* Start Data excerpts *

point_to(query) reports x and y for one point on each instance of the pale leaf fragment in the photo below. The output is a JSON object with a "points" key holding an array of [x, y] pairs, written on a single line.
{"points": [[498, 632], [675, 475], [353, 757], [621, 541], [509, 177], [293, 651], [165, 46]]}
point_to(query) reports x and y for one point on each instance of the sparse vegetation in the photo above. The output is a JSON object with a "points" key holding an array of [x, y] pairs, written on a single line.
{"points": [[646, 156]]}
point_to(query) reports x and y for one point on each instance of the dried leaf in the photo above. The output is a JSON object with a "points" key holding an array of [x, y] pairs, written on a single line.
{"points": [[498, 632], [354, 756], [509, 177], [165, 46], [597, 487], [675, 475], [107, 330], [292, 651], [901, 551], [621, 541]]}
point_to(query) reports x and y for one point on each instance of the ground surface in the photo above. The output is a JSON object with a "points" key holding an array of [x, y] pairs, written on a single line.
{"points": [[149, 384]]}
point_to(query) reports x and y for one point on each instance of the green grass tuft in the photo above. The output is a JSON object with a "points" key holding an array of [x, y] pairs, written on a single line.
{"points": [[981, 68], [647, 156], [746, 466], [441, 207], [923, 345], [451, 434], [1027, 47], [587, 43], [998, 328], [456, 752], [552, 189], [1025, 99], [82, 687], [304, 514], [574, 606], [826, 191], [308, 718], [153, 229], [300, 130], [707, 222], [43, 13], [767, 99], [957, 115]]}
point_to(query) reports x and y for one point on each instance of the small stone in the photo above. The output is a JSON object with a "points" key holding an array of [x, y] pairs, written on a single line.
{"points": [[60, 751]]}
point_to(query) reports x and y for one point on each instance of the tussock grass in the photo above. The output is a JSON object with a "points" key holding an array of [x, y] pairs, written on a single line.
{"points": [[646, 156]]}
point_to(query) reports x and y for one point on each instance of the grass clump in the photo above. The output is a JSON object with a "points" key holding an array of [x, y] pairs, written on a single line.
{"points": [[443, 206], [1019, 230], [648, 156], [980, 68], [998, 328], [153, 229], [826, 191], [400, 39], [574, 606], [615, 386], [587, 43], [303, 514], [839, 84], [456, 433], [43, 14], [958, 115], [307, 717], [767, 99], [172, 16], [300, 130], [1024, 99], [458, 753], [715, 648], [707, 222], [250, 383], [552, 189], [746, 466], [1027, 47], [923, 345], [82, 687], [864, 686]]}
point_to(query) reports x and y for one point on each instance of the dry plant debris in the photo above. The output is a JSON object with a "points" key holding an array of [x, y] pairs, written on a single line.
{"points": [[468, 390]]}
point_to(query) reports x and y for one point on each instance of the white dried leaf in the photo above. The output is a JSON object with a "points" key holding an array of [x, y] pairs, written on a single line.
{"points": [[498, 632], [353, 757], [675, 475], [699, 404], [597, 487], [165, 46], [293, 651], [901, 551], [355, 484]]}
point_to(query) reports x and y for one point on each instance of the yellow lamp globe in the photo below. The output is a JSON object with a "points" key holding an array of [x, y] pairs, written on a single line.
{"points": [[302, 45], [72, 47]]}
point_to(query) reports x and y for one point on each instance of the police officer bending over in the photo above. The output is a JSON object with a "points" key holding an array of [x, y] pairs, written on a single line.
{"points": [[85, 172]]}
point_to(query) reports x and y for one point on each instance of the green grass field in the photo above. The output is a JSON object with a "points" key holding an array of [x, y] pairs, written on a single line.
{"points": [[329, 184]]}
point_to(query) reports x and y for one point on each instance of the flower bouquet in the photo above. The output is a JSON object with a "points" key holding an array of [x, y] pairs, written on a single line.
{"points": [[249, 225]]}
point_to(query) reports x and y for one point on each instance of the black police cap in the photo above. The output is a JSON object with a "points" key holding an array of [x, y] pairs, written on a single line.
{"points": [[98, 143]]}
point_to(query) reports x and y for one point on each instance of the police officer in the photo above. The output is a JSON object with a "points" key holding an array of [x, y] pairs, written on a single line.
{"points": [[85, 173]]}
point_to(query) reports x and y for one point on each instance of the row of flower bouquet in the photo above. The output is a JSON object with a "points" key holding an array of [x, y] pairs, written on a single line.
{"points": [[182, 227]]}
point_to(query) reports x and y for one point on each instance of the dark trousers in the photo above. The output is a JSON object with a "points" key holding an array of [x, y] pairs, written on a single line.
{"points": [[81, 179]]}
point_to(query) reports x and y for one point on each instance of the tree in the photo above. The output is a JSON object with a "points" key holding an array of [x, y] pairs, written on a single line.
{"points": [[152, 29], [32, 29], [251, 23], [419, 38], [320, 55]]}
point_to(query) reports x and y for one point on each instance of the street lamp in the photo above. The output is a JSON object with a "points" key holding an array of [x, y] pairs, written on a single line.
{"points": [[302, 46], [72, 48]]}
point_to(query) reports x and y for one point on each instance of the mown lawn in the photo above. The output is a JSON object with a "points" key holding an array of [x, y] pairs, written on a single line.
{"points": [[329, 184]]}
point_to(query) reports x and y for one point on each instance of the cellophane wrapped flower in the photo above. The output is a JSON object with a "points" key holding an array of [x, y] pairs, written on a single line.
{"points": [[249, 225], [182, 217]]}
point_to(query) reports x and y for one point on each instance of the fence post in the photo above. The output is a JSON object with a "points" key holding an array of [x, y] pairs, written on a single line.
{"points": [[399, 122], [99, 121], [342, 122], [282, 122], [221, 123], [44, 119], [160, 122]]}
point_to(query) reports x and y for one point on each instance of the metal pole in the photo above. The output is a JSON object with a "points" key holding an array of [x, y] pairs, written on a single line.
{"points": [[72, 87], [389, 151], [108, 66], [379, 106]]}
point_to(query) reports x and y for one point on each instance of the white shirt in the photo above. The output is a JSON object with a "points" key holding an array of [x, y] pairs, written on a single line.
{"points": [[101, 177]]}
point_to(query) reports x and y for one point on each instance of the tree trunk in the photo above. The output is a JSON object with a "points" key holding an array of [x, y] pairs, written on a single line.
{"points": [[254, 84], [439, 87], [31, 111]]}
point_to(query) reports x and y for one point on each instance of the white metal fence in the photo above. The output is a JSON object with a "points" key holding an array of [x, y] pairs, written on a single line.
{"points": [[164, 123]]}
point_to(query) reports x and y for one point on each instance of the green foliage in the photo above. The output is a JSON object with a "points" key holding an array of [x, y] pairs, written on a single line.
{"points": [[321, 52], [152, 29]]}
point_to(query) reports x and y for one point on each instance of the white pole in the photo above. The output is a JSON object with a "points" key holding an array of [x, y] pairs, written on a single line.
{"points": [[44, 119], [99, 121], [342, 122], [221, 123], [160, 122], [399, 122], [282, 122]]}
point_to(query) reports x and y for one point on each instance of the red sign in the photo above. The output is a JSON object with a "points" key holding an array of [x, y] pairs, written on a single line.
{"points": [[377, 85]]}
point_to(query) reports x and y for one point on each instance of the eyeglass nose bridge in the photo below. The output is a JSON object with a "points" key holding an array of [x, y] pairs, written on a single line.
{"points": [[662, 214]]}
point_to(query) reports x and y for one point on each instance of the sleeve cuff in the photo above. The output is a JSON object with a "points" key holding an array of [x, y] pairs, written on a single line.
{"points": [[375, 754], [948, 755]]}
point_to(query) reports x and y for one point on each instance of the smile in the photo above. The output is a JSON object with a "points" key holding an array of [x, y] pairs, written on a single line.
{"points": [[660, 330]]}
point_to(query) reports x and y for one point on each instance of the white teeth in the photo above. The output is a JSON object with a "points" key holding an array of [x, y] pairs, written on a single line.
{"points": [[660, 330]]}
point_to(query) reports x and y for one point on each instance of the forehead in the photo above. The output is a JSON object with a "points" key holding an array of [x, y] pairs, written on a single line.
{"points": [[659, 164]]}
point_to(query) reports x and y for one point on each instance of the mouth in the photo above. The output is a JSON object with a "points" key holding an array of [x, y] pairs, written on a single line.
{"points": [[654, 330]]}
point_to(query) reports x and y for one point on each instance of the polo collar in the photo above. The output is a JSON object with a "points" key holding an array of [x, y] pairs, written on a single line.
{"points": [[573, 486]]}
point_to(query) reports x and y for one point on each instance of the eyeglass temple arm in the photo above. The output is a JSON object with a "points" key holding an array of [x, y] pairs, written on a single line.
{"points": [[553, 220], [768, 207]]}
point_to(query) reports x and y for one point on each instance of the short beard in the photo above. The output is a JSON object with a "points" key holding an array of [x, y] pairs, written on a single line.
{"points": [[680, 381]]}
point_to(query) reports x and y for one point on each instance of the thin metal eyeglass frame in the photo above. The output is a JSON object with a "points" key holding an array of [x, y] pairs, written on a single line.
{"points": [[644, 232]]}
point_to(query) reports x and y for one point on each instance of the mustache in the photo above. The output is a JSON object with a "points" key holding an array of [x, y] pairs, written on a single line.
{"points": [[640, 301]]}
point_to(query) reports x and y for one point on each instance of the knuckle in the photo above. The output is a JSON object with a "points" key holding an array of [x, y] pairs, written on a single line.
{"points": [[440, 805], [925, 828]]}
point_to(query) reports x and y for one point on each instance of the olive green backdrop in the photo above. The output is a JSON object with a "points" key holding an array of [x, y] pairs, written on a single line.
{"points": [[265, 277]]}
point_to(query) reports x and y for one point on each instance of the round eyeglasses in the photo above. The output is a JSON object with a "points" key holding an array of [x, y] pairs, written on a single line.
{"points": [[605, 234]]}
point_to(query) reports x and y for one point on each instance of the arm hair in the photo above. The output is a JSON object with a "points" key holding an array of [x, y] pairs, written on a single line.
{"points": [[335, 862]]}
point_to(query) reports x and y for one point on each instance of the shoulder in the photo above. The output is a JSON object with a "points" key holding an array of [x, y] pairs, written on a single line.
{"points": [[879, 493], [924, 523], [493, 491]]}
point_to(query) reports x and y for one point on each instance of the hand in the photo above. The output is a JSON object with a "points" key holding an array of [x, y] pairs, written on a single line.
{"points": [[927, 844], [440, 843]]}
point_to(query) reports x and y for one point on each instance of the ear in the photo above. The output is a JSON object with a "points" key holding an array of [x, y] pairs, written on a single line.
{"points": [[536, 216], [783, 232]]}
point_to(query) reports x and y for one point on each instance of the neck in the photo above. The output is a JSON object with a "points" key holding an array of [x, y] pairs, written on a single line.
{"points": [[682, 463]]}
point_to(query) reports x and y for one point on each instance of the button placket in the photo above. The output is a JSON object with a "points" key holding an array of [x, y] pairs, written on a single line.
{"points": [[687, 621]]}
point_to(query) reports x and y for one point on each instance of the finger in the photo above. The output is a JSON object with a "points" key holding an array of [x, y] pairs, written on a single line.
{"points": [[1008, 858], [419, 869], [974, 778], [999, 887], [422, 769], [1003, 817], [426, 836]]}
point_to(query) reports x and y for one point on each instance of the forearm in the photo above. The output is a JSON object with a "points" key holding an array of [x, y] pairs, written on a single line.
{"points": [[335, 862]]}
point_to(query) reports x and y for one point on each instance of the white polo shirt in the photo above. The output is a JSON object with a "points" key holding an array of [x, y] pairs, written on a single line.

* End Data excerpts *

* Stated task:
Locate "instance of the ear" in the data above. Then repeat, exactly, its line and each line after it through the last, adding nothing.

* Reply to the task:
point_to(query) reports x and y for one point on each instance of the ear in the photo above. The output is a JSON object with a "points" key holding an array of [x, y] pairs, written on a single line.
{"points": [[536, 216], [783, 232]]}
point_to(query) reports x and y for one point on each instance of the neck in the photo above. The output is a JSON object with a "points" key holding an array of [x, y] pairs, written on a single line.
{"points": [[682, 463]]}
point_to(query) reports x and y for one point on each instance of the button placket in the photo above. The output is a JSON object with a "points" key holding an array of [x, y] pairs, written on a single line.
{"points": [[687, 621]]}
point_to(query) reports x and y for one point on each instance of the finger in the photo above. The output is a JSON object with a "points" key holding an array of [x, y] pairs, written on a single line.
{"points": [[1008, 858], [419, 869], [974, 778], [999, 887], [422, 769], [1003, 817], [426, 836]]}
point_to(query) reports x and y for one point on each instance of the forearm in the photo above. The output is a JSON object with a "points" key holding an array of [x, y] pairs, written on a single line.
{"points": [[335, 862]]}
point_to(query) reports x and y for one point on each instance of the white polo shirt in the photo above. The output is a JSON object with a "points" key holding an array of [x, y] pairs, written on a single line.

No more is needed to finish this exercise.